- [Brief]
Could you repeat everything from the first of the lines below down to the one containing "x=76, y=221", keeping the wording of each line but shifting every coordinate up by 103, and stop there? Leave the pictures out.
__________________________________________________
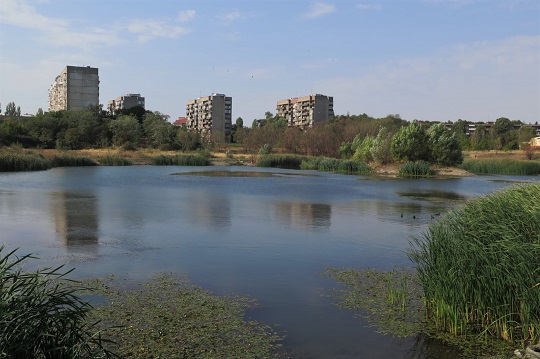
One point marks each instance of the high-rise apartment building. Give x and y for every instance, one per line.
x=306, y=111
x=127, y=101
x=210, y=114
x=75, y=88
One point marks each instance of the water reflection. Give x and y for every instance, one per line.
x=304, y=215
x=76, y=220
x=210, y=210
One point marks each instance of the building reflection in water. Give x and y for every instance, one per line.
x=209, y=210
x=305, y=215
x=76, y=221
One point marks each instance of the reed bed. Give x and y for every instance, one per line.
x=72, y=161
x=13, y=162
x=415, y=169
x=501, y=166
x=281, y=161
x=180, y=160
x=115, y=161
x=479, y=267
x=335, y=165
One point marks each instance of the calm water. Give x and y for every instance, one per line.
x=269, y=237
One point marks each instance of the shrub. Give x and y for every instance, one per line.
x=72, y=161
x=42, y=317
x=11, y=162
x=479, y=267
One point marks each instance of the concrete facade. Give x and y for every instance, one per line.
x=306, y=111
x=210, y=114
x=126, y=101
x=75, y=88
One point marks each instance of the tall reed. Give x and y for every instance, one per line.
x=501, y=166
x=480, y=269
x=415, y=169
x=72, y=161
x=13, y=162
x=180, y=160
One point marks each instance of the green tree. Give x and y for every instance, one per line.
x=444, y=146
x=410, y=143
x=125, y=130
x=380, y=149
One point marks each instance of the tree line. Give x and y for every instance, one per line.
x=361, y=137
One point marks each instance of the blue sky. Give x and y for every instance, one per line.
x=435, y=60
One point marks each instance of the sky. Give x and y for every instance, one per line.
x=430, y=60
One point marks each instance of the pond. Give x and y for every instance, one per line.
x=268, y=234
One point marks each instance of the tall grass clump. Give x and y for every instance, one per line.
x=72, y=161
x=42, y=316
x=501, y=166
x=327, y=164
x=415, y=169
x=281, y=161
x=115, y=161
x=180, y=160
x=479, y=267
x=13, y=162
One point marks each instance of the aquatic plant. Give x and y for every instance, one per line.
x=479, y=267
x=415, y=169
x=501, y=166
x=180, y=160
x=13, y=162
x=71, y=161
x=115, y=161
x=42, y=315
x=169, y=318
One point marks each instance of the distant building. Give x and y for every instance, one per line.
x=75, y=88
x=306, y=111
x=210, y=114
x=127, y=101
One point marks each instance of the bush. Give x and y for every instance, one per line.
x=42, y=317
x=415, y=169
x=72, y=161
x=479, y=267
x=10, y=162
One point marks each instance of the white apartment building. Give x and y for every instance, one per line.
x=210, y=114
x=75, y=88
x=306, y=111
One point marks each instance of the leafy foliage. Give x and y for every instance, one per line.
x=42, y=315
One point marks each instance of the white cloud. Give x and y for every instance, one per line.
x=476, y=81
x=319, y=9
x=148, y=29
x=369, y=6
x=187, y=15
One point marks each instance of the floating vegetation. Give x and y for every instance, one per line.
x=241, y=174
x=71, y=161
x=181, y=160
x=415, y=169
x=13, y=162
x=479, y=267
x=501, y=167
x=170, y=318
x=115, y=161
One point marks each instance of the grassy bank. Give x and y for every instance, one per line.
x=501, y=166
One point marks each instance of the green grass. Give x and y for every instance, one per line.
x=115, y=161
x=479, y=267
x=42, y=316
x=72, y=161
x=169, y=318
x=180, y=160
x=13, y=162
x=415, y=169
x=501, y=166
__________________________________________________
- [Written answer]
One point marks each instance of the high-rise apartment building. Give x and y for every instance, one per line.
x=409, y=214
x=230, y=204
x=313, y=217
x=178, y=191
One point marks each instance of the water reflection. Give x and y for every instance, one per line.
x=407, y=318
x=179, y=323
x=313, y=313
One point marks each instance of the building reflection in water. Give x and y for every instance, one per line.
x=312, y=313
x=408, y=318
x=179, y=324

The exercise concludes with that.